* _Исходный текст_
--- --- ---
Голосование завершено
Гостев Захар Анатольевич (7 лет) - Горжусь своим дедом. Горжусь своим отцом
Горжусь своим дедом, горжусь своим отцом
Давным-давно в самом начале двадцатого века жил в
небольшом хуторке неподалеку от станицы, которую все тогда величали Усть-Лабой,
развеселый казак. Высоченный, косая сажень в плечах. А голос спокойный, теплый,
словно медовый. Да и сам он как солнышко ясное: непокорные вихры так и вьются
на ветру огненным пламенем, и рыжая борода. Все в руках его спорилось, за что
бы ни принялся кубанский богатырь. И по дереву умел мастерить, и сапоги
починить без труда мог, и песню разудалую запеть. Одна беда – ноженьки слабые
были. С ранних лет недуг не позволял вволю на коне лихом прокатиться. Но не
привык лежать казак на печи – дело прежде всего. В небольшом хуторском колхозе
казак работал пожарным.
Это мой прапрадед Захар Ефимович Воронов. А
небольшой хуторок – славный кубанский уголок - Аргатов (ныне хутор
Октябрьский). Получается, меня назвали в его честь!
В далеком 1941 году моему прапрадеду было уже 43
года, но он один из первых пришел в сельсовет, чтобы попроситься на фронт. Ему
строго-настрого посоветовали позабыть и о заявлении, и о мобилизации: «Какой ты
воин, годы не те, да и здоровье – неважнецкое. Захар, ты здесь нужнее. Случись
в хуторе пожар – что делать будем? Сгорим ведь! Без огнеборца никуда!
Захар, казалось, оставил всякую надежду попасть
на фронт. Так же как и обычно ходил на службу, но все тревожней и тревожней
становилось на сердце, когда слушал радио. Жена его, Прасковья, часто
вспоминала, как он отводил глаза, полные слез и молча выходил из хаты.
Переживал, ночами не спал.
- Чувствовала я, что всеми силами души он рвется
туда, где уже полыхает, где горит родная землица. Рвался, чтобы спасти,
защитить, «погасить пожар», зажженный фашисткой нечистью.
Когда немцы оккупировали южные территории страны
и буквально стояли на пороге родного района, Захар написал второе заявление.
Приняли! Он и еще несколько хуторян самостоятельно выдвинулись в часть. Но, не
пройдя на полпути в районе хутора Железный и станицы Воронежской были схвачены
гитлеровцами. Дальнейшие события, к великому нашему сожалению, можно
восстановить только по разрозненным воспоминаниям местных жителей. Известно,
что зимой 43 года немцы держали советских военнопленных в местном храме. Возможно,
именно там и нашел свою мученическую смерть схаченный фашистами дед Захар.
--- --- ---
* _Фрагмент данных_
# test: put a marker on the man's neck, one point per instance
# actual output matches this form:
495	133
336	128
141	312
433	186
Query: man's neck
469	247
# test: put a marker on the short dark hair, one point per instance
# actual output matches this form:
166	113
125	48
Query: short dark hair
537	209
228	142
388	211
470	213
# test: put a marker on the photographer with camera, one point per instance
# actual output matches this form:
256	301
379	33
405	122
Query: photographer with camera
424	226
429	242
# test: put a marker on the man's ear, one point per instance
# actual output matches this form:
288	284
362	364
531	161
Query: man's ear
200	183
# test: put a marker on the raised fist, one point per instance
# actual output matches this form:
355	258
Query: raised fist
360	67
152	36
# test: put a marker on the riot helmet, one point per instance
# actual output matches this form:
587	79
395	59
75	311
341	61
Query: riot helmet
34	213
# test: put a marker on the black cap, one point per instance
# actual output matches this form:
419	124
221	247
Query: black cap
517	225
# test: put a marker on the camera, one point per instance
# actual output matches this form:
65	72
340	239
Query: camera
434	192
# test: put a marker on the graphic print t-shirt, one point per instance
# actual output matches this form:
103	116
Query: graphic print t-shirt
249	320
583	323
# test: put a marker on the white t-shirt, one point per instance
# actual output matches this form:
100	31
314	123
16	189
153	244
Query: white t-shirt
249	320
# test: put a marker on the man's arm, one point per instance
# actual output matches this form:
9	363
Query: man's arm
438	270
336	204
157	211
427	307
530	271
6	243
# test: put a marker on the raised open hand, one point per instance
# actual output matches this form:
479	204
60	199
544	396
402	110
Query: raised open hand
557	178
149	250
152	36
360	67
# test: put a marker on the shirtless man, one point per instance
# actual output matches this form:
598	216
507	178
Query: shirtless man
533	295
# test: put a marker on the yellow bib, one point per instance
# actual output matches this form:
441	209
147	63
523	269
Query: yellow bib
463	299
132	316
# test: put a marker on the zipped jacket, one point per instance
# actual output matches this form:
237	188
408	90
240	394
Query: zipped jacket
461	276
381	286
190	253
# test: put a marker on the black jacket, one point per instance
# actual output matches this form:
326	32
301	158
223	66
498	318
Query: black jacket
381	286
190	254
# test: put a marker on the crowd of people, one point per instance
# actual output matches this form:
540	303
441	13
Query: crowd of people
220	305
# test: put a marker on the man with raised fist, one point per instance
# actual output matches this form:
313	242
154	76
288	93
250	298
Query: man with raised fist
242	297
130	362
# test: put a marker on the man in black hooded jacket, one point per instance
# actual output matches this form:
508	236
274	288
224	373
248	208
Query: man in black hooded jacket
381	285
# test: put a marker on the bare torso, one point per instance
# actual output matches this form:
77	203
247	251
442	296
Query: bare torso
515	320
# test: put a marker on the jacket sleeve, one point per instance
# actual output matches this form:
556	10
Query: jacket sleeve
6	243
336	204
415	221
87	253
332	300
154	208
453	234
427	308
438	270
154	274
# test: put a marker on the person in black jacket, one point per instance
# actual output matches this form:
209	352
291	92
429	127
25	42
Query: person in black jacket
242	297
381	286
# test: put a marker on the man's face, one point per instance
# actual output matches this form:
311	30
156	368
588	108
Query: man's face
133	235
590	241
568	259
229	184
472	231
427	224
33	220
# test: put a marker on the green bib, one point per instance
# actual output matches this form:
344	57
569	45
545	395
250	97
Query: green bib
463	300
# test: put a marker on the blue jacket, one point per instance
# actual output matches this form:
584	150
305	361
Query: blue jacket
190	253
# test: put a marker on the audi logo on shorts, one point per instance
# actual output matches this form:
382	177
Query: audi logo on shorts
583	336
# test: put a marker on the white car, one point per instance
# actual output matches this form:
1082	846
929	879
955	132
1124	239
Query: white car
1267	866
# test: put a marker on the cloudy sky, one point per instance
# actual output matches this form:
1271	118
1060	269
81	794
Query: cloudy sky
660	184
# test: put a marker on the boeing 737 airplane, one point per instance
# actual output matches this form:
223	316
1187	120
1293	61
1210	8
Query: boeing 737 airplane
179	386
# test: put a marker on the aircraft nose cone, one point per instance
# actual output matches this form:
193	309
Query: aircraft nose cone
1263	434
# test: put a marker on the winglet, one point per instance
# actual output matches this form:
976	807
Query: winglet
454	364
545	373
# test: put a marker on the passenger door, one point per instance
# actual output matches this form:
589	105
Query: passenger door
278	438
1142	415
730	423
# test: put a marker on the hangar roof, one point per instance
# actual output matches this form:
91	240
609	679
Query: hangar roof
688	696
--- --- ---
* _Задание_
Допишите рассказ о прапрадеде Захаре Ефимовиче Воронове: продолжите его сразу после последнего приведенного предложения.

* _Ответ к заданию_
Но существует еще одна версия,
по которой Захар Воронов и его земляки, плененные немцами, были угнаны по
направлению к Крыму. Но она не получила никаких документальных подтверждений, поэтому
сегодня мы не можем рассматривать ее как основную.
Бабушка Прасковья всю жизнь
ждала его с войны. По данным военных архивов Захар Воронов пропал без вести
осенью 43-го.
В непростое для страны время пришлось моему папе
Анатолию проходить срочную службу. Вторая чеченская кампания – этими словами
все сказано.
Ему было всего тринадцать, когда за сотни
километров от маленького кубанского хуторка началась Его война. Как и любой
мальчишка-подросток, он все дни напролет пропадал на улице и совсем не смотрел
телевизор. Тревожные новости из «горячей точки» проходили мимо его ушей.
А через шесть лет он посмотрел в лицо войне своими
голубыми, как небо, глазами. Чечня. Грозный. Площадь Минутка. Триста двое суток
в огне, и всего одно письмо домой. Он боялся написать матери, где он. Боялся,
потому что больше всего на свете не хотел знать, что она плачет. А она, словно
чувствуя неладное, каждый вечер роняла горькие слезы в подушку. Плакала и все
спрашивала мужа: «Почему он молчит?» Когда напряжение в доме стало невыносимым,
отец поехал в военкомат. «Не пишет солдат? Не беда. Мы ему в часть позвоним - и
письма посыплются одно за другим. Да у вас скоро времени не хватит читать все
его весточки», – успокаивали военные, проверяя данные о месте службы. Но через
несколько минут улыбка сошла с их лиц: «Отец, иди и успокой жену. Ваш парень в
Чечне. Не до писем ему».
Эти слова, произнесенные уже не бравурным, а
каким-то холодным, как показалось тогда отцу солдата, голосом, разделили жизнь
одной отдельно взятой кубанской семьи на «До» и «После».
Потом он признался, что, когда командир части
предложил срочникам «горячую» командировку, согласился одним из первых и дал
слово ничего не говорить об этом решении родным. Лишь в самом конце службы
парень не выдержал и написал матери единственное письмо. Буквы прыгали перед
глазами, он закусывал губы и старался писать не о службе, а о том, что скучает,
что ждет с нетерпением возвращения. «Как там сестренка, как малыш-племянник?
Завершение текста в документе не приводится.